_FRAGMENTO DEL DOCUMENTO_
════════════════

Lisandro pareció tener, igualmente, una buena relación con Agis, con el que compartía un deseo de reemplazar el Imperio ateniense por la hegemonía espartana, si bien muchos espartanos no pensaban así. Los dos hombres también colaboraron activamente en diseñar la estrategia espartana hacia el final de la guerra. Hay buenas motivos para apoyar la opinión común que coloca a Lisandro y Agis como asociados políticos, una vez que el primero hubo conseguido un cierto prestigio. Es fácil suponer que el joven Lisandro se benefició de esta asociación, ya que cultivó cuidadosamente sus relaciones personales con espartanos influyentes, mientras perseguía sus ambiciones políticas. «Por naturaleza, parece haber sido muy atento con los hombres poderosos, más allá de lo que era habitual en un espartiata, y también muy condescendiente con los excesos de autoridad en nombre del beneficio» (Plutarco, Lisandro, II, 1-3). Sin duda, destacó entre los espartanos por su espíritu competitivo y por su ambición.
Lisandro quería gloria, pero también lo empujaba su ambición de poder. Una tradición suficientemente creíble lo retrata en años posteriores intentando alterar la Constitución espartana para que se le permitiera convertirse en rey. Sin duda poseía tales ambiciones cuando se hizo cargo de su mando naval en el 407. La fuerza de sus aspiraciones personales requería que él demostrara sus cualidades únicas y que se hiciera indispensable para los espartanos, pero si sus intereses particulares llegaban a chocar con los del Estado, este último saldría perdiendo.
En la primavera del 407, Lisandro partió a través del Egeo en dirección a Jonia, acumulando barcos mientras él navegaba, de tal modo que cuando alcanzó el Asia Menor poseía una flota de setenta trirremes. Estableció su base no en Mileto, como los espartanos habían hecho anteriormente, sino más hacia el norte, en la ciudad de Éfeso. Las limitaciones de Mileto eran evidentes: su posición al sur de Samos significaba que cualquier flota espartana que se dirigiera a los estrechos podía ser interceptada por los atenienses. Éfeso, al norte de Samos, no tenía ese problema y, sin embargo, contaba con otras ventajas. Por ejemplo, estaba mucho más cerca de Sardes, la capital de aquella provincia persa. La ciudad había incorporado muchas características de Persia, y era agradable para los oficiales persas, a los que les gustaba ir allí, por lo que era el lugar idóneo para que Lisandro pudiera poner en práctica sus habilidades personales para influir en su aliado y financiador. Lisandro también encontró a la aristocracia de la ciudad «tanto amistosa hacia él, como celosa de la causa espartana» (Plutarco, Lisandro, III, 2).

════════════════

_DATOS_

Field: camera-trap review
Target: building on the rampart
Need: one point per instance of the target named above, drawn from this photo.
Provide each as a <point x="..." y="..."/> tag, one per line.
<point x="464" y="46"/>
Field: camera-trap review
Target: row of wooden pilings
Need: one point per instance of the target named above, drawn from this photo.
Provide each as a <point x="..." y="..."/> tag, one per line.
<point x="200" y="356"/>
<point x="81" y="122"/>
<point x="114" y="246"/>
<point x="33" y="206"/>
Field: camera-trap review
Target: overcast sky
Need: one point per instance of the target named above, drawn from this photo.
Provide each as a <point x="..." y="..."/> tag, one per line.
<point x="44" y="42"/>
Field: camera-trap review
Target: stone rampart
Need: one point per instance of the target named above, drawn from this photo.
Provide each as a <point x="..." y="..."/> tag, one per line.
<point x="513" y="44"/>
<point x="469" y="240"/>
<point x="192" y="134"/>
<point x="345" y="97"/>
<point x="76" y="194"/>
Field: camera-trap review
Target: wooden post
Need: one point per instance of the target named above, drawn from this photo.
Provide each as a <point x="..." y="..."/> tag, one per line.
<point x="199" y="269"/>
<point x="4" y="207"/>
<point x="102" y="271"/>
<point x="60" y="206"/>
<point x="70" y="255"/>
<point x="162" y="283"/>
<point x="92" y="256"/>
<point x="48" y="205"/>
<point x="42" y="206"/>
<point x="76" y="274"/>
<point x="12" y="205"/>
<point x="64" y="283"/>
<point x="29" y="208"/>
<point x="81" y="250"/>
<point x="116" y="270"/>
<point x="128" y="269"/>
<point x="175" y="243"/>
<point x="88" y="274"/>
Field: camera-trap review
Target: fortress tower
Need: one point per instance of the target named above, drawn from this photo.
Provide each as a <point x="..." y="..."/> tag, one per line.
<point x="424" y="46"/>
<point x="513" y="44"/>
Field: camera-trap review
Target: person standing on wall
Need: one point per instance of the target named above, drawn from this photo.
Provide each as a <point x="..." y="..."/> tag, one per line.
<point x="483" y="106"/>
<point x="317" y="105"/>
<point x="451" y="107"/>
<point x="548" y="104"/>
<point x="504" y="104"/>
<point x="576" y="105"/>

════════════════

_TAREAS_
**A.** Sustituye «gloria» por «fama» en el fragmento sobre Lisandro y reproduce el pasaje comprendido entre «Lisandro quería gloria, pero» y «último saldría perdiendo.», ambos inclusive.
**B.** Continúa el fragmento sobre Lisandro a partir de su última oración.

_RESULTADOS ESPERADOS_
**A.**
Lisandro quería fama, pero también lo empujaba su ambición de poder. Una tradición suficientemente creíble lo retrata en años posteriores intentando alterar la Constitución espartana para que se le permitiera convertirse en rey. Sin duda poseía tales ambiciones cuando se hizo cargo de su mando naval en el 407. La fuerza de sus aspiraciones personales requería que él demostrara sus cualidades únicas y que se hiciera indispensable para los espartanos, pero si sus intereses particulares llegaban a chocar con los del Estado, este último saldría perdiendo.

**B.**
A diferencia de sus predecesores, Lisandro entendió la necesidad de un puerto de un tamaño, condición, población y localización capaz de acoger a una gran flota y un ejército. Ya que Éfeso reunía todas estas condiciones, de inmediato se puso a la tarea de convertirla en un centro comercial y en un astillero importante. Sin embargo, conseguirlo requeriría de algún tiempo, y Lisandro se aprovechó de la ventaja de una conveniente demora de los atenienses para mejorar las técnicas peloponesias y su pericia en la guerra con trirremes. Pasaba el tiempo sin buscar batalla mientras se ocupaba de preparar su flota, construir su base y entrenar a sus tripulaciones. Todo lo que él necesitaba era el dinero para pagarlas, y la llegada de Ciro durante el verano resolvió ese problema.
El encuentro entre el ambicioso y joven príncipe y el no menos ambicioso oficial espartano fue una de esas raras conjunciones en la historia en la que los individuos involucrados en una acción tienen un papel decisivo en determinar el curso de los acontecimientos. Lisandro, el perfecto hombre para su tiempo, fue también práctico y muy hábil en el arte de ganarse la confianza de reales jóvenes y ambiciosos. Su maestría en el disimulo y el uso de subterfugios era proverbial; su estilo consistía en «engañar a los jóvenes con los dados y a los hombres con juramentos» (Plutarco, Lisandro, VIII, 4). Lisandro era el único entre los espartanos que podía entenderse con Ciro y conseguir el apoyo necesario para la victoria.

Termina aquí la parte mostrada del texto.